Selected extract:
3 Introducing Spark DataFrames

In this chapter, you will understand how Spark represents and manages tables (or tabular data). Different programming languages and frameworks use different names to describe a table. But, in Apache Spark, they are referred as Spark DataFrames.

In pyspark, these DataFrames are stored inside python objects of class pyspark.sql.dataframe.DataFrame, and all the methods present in this class, are commonly referred as the DataFrame API of Spark. This is the most important API of Spark, because much of your Spark applications will heavily use this API to compose your data transformations and data flows (Chambers and Zaharia 2018).

3.1 Spark DataFrames versus Spark Datasets

Spark have two notions of structured data: DataFrames and Datasets. In summary, a Spark Dataset, is a distributed collection of data (Apache Spark Official Documentation 2022). In contrast, a Spark DataFrame is a Spark Dataset organized into named columns (Apache Spark Official Documentation 2022).

This means that, Spark DataFrames are very similar to tables as we know in relational databases - RDBMS, or, in spreadsheets (like Excel). So in a Spark DataFrame, each column has a name, and they all have the same number of rows. Furthermore, all the rows inside a column must store the same type of data, but each column can store a different type of data.

In the other hand, Spark Datasets are considered a collection of any type of data. So a Dataset might be a collection of unstructured data as well, like log files, JSON and XML trees, etc. Spark Datasets can be created and transformed trough the Dataset API of Spark. But this API is available only in Scala and Java API’s of Spark. For this reason, we do not act directly on Datasets with pyspark, only DataFrames. That’s ok, because for the most part of applications, we do want to use DataFrames, and not Datasets, to represent our data.

Data supplied:

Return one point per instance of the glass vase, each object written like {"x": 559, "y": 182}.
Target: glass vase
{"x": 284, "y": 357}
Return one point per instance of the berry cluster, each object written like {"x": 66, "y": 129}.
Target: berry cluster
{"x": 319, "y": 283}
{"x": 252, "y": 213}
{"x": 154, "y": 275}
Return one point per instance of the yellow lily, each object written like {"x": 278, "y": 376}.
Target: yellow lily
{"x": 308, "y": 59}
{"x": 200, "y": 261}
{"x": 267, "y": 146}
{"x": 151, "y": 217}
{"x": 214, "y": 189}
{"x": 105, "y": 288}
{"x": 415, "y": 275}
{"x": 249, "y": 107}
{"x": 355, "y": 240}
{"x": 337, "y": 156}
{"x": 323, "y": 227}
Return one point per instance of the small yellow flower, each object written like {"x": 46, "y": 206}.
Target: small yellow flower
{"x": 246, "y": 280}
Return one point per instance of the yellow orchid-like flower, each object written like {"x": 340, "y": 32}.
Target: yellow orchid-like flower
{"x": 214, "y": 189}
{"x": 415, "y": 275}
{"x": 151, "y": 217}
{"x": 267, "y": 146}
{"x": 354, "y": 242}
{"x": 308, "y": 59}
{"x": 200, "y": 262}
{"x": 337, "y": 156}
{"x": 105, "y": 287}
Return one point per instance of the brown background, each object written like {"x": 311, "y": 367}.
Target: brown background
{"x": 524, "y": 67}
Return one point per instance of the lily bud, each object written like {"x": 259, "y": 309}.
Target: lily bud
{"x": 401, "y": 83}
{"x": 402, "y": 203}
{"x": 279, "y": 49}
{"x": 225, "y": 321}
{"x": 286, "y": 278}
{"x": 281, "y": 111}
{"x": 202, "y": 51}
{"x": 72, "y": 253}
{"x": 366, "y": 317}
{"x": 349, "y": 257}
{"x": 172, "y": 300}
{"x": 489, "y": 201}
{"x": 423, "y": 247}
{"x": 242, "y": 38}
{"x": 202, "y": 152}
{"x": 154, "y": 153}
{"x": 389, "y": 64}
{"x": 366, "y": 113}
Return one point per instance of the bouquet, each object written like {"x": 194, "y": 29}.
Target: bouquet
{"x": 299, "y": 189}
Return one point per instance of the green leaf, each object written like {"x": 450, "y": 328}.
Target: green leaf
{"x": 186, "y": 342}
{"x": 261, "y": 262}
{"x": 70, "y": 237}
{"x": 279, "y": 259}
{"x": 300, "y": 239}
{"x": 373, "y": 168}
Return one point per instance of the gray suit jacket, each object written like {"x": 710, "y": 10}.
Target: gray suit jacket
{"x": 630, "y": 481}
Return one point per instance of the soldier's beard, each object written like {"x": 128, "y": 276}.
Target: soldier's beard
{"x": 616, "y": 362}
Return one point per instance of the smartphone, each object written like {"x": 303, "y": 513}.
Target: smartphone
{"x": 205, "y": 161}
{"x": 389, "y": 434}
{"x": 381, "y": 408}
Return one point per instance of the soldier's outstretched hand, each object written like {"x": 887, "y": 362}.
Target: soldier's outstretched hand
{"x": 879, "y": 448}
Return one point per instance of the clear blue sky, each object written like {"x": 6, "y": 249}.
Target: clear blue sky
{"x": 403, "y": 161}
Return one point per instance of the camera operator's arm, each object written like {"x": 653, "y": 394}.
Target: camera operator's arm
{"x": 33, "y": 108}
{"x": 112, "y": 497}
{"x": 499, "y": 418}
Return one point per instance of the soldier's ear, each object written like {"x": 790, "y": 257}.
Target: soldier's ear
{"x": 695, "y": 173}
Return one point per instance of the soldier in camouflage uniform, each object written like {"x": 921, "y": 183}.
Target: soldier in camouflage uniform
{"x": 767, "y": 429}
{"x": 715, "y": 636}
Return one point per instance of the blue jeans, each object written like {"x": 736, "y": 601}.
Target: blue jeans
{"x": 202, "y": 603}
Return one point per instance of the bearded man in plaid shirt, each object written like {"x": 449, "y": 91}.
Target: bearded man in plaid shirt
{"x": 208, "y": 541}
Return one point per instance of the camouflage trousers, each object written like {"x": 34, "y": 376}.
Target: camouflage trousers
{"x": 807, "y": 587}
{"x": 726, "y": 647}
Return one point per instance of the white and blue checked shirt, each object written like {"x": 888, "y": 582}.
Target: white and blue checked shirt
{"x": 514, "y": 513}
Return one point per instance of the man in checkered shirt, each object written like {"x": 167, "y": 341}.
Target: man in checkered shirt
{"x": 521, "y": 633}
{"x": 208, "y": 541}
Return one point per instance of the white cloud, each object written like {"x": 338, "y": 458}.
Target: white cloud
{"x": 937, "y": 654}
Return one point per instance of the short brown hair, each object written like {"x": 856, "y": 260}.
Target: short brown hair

What this exercise asks:
(a) According to the Spark DataFrames chapter, which of Spark's language APIs make the Dataset API available?
(b) Go on with the Spark DataFrames chapter, starting right after its final sentence.

Answers to the exercise:
(a) Only the Scala and Java APIs of Spark.

(b)
However, what makes a Spark DataFrame different from other dataframes? Like the pandas DataFrame? Or the R native data.frame structure? Is the distributed aspect of it. Spark DataFrames are based on Spark Datasets, and these Datasets are collections of data that are distributed across the cluster. As an example, lets suppose you have the following table stored as a Spark DataFrame:

ID	Name	Value
1	Anne	502
2	Carls	432
3	Stoll	444
4	Percy	963
5	Martha	123
6	Sigrid	621

If you are running Spark in a 4 nodes cluster (one is the driver node, and the other three are worker nodes). Each worker node of the cluster will store a section of this data. So you, as the programmer, will see, manage and transform this table as if it was a single and unified table. But behind the hoods, Spark will split this data and store it as many fragments across the Spark cluster. Figure 3.1 presents this notion in a visual manner.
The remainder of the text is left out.